=== SUPPLIED PASSAGE ===
Volatility for Cocoa Prices
Cocoa prices have seen volatile action since reaching a 5-month high last Friday. Near-term demand prospects are likely to remain an area of concern, but this season’s early bullish supply tone should help to underpin cocoa prices. A larger than expected downtick in the US PPI and core PPI provided some evidence that high inflation levels are starting to recede. If this trend continues, it can help to shore up cocoa’s near-term demand outlook as consumer may be more willing to purchase discretionary items such as chocolates. Late in the day, reports that a Russian missile killed 2 people in Poland dampened global risk sentiment and triggered a sharp selloff in the Eurocurrency, both of which helped to take cocoa prices well below their midsession highs.

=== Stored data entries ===
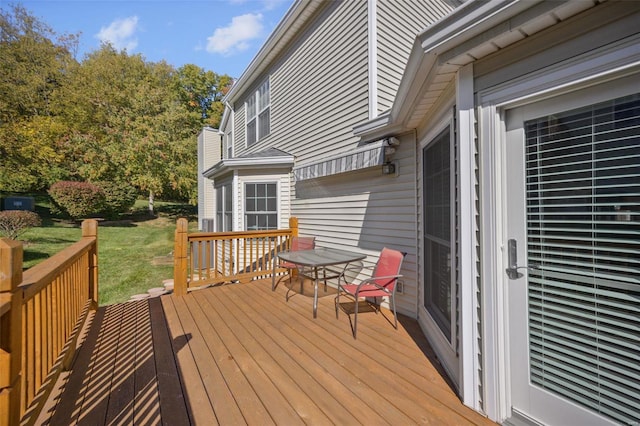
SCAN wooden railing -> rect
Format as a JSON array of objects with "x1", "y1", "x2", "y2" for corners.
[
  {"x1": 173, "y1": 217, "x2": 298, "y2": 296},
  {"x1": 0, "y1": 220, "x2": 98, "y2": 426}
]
---
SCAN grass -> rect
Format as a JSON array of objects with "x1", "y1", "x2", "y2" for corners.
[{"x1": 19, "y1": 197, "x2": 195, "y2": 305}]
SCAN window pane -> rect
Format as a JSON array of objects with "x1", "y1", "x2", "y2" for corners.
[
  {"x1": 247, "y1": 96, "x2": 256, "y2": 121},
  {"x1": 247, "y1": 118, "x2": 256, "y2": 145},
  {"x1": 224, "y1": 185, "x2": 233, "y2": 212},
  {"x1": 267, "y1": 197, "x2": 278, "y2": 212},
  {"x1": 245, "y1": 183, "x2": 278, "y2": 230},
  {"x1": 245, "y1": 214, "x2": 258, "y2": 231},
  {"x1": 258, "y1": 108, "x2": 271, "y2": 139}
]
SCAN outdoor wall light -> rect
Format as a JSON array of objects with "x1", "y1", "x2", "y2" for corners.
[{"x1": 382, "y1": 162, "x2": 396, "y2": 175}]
...
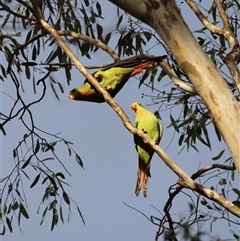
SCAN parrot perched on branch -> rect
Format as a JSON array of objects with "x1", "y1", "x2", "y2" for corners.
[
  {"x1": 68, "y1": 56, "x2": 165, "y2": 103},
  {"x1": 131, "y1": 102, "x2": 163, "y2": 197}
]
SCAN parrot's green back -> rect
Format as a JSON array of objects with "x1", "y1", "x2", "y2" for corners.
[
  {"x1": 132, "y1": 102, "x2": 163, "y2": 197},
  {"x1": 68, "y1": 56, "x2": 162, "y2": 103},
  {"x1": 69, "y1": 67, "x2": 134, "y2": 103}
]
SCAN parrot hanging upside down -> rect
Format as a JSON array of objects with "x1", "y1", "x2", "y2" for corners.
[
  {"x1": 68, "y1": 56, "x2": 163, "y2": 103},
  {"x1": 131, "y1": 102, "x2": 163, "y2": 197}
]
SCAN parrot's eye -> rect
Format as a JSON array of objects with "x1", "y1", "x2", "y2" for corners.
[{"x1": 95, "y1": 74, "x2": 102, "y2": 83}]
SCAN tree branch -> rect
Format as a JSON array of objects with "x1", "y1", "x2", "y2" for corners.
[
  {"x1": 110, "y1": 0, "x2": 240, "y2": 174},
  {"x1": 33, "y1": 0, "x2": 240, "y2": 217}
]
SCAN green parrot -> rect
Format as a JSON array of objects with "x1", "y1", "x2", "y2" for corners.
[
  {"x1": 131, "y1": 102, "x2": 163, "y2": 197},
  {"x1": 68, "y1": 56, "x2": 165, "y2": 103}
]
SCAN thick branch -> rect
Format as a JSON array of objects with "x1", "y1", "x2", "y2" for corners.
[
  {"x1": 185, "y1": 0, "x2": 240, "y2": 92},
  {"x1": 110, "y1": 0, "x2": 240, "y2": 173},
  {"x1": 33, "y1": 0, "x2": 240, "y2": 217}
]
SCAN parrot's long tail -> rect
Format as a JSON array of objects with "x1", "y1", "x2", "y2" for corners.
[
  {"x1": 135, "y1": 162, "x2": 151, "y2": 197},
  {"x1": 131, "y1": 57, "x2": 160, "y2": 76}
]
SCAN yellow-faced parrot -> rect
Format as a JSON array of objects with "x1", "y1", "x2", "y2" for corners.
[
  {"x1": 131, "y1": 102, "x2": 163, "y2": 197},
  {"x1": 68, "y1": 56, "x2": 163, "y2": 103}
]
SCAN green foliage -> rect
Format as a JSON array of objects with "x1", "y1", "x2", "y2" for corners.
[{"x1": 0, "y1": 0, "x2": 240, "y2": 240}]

=== WHAT THE TASK ASKS ===
Copy everything in the cocoa prices text from "Volatility for Cocoa" down to "their midsession highs.". The records play no part in any task here.

=== RESULT OF THE TASK ===
Volatility for Cocoa Prices
Cocoa prices have seen volatile action since reaching a 5-month high last Friday. Near-term demand prospects are likely to remain an area of concern, but this season’s early bullish supply tone should help to underpin cocoa prices. A larger than expected downtick in the US PPI and core PPI provided some evidence that high inflation levels are starting to recede. If this trend continues, it can help to shore up cocoa’s near-term demand outlook as consumer may be more willing to purchase discretionary items such as chocolates. Late in the day, reports that a Russian missile killed 2 people in Poland dampened global risk sentiment and triggered a sharp selloff in the Eurocurrency, both of which helped to take cocoa prices well below their midsession highs.